1.items.py里面规定可以接收的参数

import scrapy

class MyxiaopapaItem(scrapy.Item):

    # define the fields for your item here like:

    # name = scrapy.Field()

    title = scrapy.Field()

    price = scrapy.Field()

    status = scrapy.Field()

2.生成items对象，并返回

from myxiaopapa import items

#解析函数返回item对象

            item = items.MyxiaopapaItem()

            item['title'] = title

            item['price'] = price

            item['status'] = status

            yield item

pipelines

存储

#yield item之后就会执行pipelines里面的方法

#前提条件是settings里面有配置

#数字为优先级，越小越优先，可以配置多个，一般用于多个存储

#ITEM_PIPELINES = {

#    'zx.pipelines.ZxPipeline': 300,

#}

配置数据库

import pymongo

import  json

class MyxiaopapaPipeline(object):

    def __init__(self,host,port,db,table):

        self.host = host

        self.port = port

        self.db = db

        self.table = table

	#优先于__init__()执行

    @classmethod

    def from_crawler(cls,crawl):

        port = crawl.settings.get('PORT')

────────────────

(任务说明): 将上面这段讲解 Scrapy 中 items 与 pipelines 用法的文字完整输出，一字不改。

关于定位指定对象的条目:
────────────────

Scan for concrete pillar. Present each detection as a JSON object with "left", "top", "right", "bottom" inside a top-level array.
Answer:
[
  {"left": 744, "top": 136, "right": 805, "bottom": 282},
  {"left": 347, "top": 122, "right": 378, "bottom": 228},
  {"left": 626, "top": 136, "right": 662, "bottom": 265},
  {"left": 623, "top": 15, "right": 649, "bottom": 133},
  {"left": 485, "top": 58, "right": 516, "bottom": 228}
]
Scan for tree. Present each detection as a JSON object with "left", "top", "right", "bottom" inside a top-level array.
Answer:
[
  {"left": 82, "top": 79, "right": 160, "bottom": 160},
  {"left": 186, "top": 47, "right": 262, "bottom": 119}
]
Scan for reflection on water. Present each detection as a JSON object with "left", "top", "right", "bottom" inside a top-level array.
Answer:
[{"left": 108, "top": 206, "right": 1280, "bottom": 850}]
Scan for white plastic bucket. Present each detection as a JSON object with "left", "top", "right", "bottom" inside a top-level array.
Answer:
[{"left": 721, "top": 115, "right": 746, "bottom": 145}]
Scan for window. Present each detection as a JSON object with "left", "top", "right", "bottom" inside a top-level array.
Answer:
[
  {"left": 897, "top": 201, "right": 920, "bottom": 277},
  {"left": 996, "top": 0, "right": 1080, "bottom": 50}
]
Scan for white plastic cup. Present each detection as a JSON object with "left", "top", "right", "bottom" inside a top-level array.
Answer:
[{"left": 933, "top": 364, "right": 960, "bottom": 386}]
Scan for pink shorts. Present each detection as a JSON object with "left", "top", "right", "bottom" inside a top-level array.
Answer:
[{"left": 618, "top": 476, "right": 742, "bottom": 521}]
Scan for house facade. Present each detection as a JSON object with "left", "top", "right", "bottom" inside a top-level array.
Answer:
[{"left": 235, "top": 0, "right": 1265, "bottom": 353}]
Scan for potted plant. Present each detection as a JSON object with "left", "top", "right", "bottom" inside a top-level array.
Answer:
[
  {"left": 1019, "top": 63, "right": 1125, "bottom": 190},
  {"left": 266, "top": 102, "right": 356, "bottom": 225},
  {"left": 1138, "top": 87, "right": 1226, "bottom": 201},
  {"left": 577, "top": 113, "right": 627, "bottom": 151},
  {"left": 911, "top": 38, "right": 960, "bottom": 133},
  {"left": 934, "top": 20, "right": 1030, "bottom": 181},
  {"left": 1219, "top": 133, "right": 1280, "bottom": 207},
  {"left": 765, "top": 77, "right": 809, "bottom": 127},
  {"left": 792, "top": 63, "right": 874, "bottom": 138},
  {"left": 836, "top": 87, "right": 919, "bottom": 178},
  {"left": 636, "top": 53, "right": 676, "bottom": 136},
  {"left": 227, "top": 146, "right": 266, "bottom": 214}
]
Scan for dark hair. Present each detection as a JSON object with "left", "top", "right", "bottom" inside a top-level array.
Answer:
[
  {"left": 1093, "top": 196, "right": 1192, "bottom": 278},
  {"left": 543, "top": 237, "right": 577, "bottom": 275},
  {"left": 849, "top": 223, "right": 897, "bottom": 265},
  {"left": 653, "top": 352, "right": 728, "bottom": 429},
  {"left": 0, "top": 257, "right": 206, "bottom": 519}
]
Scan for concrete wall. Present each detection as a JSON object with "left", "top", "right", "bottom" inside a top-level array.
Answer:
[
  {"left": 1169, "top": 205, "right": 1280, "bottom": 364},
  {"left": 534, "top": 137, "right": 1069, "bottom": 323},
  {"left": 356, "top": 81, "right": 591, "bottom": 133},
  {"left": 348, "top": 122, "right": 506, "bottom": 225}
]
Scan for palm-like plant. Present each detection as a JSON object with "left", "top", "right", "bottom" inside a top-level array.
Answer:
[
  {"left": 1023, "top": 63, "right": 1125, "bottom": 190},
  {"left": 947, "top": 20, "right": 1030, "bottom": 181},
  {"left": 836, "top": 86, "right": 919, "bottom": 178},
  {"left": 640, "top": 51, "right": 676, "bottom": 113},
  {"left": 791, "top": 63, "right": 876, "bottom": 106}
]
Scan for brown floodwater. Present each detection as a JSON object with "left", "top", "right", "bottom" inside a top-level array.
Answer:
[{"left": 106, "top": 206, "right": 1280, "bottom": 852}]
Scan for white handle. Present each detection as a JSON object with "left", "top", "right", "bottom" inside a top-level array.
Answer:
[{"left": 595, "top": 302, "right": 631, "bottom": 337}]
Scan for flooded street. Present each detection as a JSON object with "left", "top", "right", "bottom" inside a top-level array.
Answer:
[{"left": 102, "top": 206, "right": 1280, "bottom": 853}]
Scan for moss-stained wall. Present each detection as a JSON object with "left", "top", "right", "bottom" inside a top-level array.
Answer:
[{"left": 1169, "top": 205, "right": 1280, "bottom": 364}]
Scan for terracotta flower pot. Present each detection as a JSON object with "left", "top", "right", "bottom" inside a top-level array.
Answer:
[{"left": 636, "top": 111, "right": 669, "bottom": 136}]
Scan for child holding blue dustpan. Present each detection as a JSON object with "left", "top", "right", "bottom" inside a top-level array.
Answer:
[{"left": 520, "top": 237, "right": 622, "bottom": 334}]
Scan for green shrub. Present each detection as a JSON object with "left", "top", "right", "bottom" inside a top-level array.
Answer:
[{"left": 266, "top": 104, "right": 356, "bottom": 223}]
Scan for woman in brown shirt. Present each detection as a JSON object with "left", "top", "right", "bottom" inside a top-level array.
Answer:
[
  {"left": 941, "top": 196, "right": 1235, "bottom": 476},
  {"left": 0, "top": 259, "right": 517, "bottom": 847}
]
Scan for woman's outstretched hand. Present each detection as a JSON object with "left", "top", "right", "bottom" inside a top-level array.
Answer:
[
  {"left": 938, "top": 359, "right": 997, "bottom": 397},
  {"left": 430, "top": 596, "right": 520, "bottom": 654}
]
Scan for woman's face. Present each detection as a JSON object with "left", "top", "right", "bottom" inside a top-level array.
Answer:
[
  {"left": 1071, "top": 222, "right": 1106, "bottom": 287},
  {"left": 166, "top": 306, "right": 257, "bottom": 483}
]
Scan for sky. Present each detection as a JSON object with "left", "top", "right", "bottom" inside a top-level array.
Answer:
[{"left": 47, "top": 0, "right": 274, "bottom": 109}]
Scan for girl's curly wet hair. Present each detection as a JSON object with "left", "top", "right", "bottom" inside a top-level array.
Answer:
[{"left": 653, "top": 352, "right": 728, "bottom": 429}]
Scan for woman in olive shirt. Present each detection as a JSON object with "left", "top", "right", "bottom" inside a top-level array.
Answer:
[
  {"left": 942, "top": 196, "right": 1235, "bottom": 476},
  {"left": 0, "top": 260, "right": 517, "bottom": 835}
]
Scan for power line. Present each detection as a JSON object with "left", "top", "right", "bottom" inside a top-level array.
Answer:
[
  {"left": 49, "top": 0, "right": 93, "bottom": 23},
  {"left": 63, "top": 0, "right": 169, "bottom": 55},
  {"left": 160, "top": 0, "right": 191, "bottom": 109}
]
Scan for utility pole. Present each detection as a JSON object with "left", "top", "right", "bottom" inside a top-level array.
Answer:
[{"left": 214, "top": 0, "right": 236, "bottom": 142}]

────────────────

(参考答案):
1.items.py里面规定可以接收的参数

import scrapy

class MyxiaopapaItem(scrapy.Item):

    # define the fields for your item here like:

    # name = scrapy.Field()

    title = scrapy.Field()

    price = scrapy.Field()

    status = scrapy.Field()

2.生成items对象，并返回

from myxiaopapa import items

#解析函数返回item对象

            item = items.MyxiaopapaItem()

            item['title'] = title

            item['price'] = price

            item['status'] = status

            yield item

pipelines

存储

#yield item之后就会执行pipelines里面的方法

#前提条件是settings里面有配置

#数字为优先级，越小越优先，可以配置多个，一般用于多个存储

#ITEM_PIPELINES = {

#    'zx.pipelines.ZxPipeline': 300,

#}

配置数据库

import pymongo

import  json

class MyxiaopapaPipeline(object):

    def __init__(self,host,port,db,table):

        self.host = host

        self.port = port

        self.db = db

        self.table = table

	#优先于__init__()执行

    @classmethod

    def from_crawler(cls,crawl):

        port = crawl.settings.get('PORT')